-- BEGIN SELECTION --

Skip to main content
DELETE
/
api
/
data
/
files
/
{id}

Overview

Permanently delete a file resource along with its stored binary, metadata, and all derived vector embeddings. This immediately removes the file’s content from search results and retrieval operations.
Irreversible: Deletion cannot be undone. The file, its storage blob, and all vector embeddings are permanently removed.
Use cases: Removing outdated documentation, retracting superseded content, managing storage costs, or complying with data deletion requests.

Authentication

Requires valid JWT token or session authentication. You must own the parent corpus.

Path Parameters

id
UUID
required
File resource identifier. Must belong to a corpus you own.Example: 0f75c73e-91bb-4e2b-9ff2-6820a8636ad8

Example request

curl -X DELETE https://{your-host}/api/data/files/0f75c73e-91bb-4e2b-9ff2-6820a8636ad8/ \
  -H "Authorization: Bearer $SOAR_LABS_TOKEN"

Response Codes

204
No Content
File successfully deleted. No response body returned.
404
Not Found
File does not exist or belongs to a corpus you don’t own.

-- END SELECTION --

GIVEN INSTRUCTION 1: In the file deletion reference, what do you need to own in order to delete a file?
GIVEN INSTRUCTION 2: From the file deletion reference, reproduce the passage starting with "Skip to main" and going on through "and retrieval operations.".

-- BEGIN INFORMATION GIVEN --

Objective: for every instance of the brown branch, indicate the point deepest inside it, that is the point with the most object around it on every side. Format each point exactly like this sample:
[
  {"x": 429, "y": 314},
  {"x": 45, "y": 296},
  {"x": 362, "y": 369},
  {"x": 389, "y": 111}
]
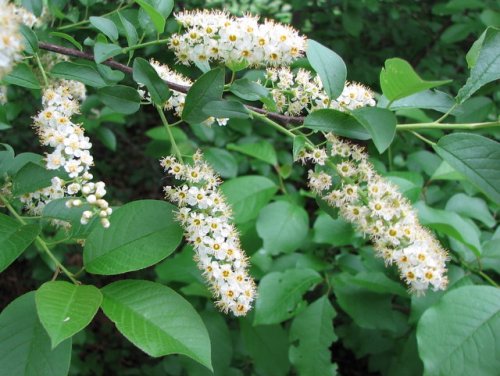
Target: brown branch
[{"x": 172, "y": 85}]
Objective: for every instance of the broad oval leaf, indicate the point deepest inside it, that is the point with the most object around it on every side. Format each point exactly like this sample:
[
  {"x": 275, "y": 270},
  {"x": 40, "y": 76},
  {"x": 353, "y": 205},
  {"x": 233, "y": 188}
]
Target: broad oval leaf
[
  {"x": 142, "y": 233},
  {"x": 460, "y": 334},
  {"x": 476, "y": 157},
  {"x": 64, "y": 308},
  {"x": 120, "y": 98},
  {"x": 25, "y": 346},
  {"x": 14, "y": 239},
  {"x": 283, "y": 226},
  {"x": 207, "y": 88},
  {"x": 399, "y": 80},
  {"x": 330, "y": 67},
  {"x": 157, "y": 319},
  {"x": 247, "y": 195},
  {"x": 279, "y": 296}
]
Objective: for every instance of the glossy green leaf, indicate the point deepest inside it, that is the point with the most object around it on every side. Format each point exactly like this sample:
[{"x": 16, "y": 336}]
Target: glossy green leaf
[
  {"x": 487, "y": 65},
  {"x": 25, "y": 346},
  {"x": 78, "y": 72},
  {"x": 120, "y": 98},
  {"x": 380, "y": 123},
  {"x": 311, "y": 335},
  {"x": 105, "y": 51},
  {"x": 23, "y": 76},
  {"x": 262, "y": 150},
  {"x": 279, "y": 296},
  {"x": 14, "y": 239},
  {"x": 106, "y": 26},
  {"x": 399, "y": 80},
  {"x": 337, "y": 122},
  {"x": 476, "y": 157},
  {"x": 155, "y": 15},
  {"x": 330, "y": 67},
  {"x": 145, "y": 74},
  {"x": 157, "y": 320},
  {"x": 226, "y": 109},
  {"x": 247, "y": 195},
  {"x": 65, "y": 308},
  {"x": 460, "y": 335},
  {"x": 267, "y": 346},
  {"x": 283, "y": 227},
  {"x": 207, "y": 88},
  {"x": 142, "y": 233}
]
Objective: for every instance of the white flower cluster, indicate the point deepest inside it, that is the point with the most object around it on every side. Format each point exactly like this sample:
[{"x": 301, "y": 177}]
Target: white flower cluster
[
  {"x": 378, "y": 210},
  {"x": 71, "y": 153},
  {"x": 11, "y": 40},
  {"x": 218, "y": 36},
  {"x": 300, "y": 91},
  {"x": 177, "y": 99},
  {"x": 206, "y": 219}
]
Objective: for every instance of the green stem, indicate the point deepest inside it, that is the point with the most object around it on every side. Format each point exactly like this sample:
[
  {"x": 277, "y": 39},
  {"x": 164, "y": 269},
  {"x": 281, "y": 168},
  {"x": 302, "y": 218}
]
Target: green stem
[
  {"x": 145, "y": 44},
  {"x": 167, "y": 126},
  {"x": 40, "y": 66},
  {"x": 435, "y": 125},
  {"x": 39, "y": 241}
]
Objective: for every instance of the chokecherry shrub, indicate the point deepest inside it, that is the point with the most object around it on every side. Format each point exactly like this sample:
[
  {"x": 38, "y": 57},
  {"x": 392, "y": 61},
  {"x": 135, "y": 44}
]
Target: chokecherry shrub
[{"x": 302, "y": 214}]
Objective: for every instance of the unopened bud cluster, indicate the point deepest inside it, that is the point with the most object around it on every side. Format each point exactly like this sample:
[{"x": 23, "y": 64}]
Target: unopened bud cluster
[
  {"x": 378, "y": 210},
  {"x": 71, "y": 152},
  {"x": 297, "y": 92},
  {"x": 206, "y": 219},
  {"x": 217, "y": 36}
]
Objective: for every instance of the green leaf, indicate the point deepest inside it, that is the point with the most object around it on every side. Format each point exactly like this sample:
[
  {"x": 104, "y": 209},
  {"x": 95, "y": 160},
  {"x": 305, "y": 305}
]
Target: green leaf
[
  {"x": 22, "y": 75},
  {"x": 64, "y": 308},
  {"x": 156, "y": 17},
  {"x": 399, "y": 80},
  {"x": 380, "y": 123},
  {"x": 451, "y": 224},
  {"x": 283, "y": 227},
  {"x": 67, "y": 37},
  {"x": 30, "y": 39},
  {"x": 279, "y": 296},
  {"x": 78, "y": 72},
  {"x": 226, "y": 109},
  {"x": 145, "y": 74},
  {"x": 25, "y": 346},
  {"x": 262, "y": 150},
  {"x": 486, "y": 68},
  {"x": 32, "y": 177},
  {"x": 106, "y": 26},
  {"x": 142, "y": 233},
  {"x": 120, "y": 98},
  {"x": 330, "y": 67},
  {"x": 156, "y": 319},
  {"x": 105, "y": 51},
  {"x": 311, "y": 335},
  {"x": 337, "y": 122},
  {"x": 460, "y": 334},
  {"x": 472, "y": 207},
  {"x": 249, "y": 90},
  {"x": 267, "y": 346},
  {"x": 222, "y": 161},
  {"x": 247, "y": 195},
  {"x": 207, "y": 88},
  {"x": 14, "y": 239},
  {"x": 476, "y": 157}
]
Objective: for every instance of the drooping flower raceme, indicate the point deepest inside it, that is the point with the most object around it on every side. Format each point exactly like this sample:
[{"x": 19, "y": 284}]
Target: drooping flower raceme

-- END INFORMATION GIVEN --

PROBLEM SOLUTION 1: You must own the parent corpus.

PROBLEM SOLUTION 2:
Skip to main content
DELETE
/
api
/
data
/
files
/
{id}

Overview

Permanently delete a file resource along with its stored binary, metadata, and all derived vector embeddings. This immediately removes the file’s content from search results and retrieval operations.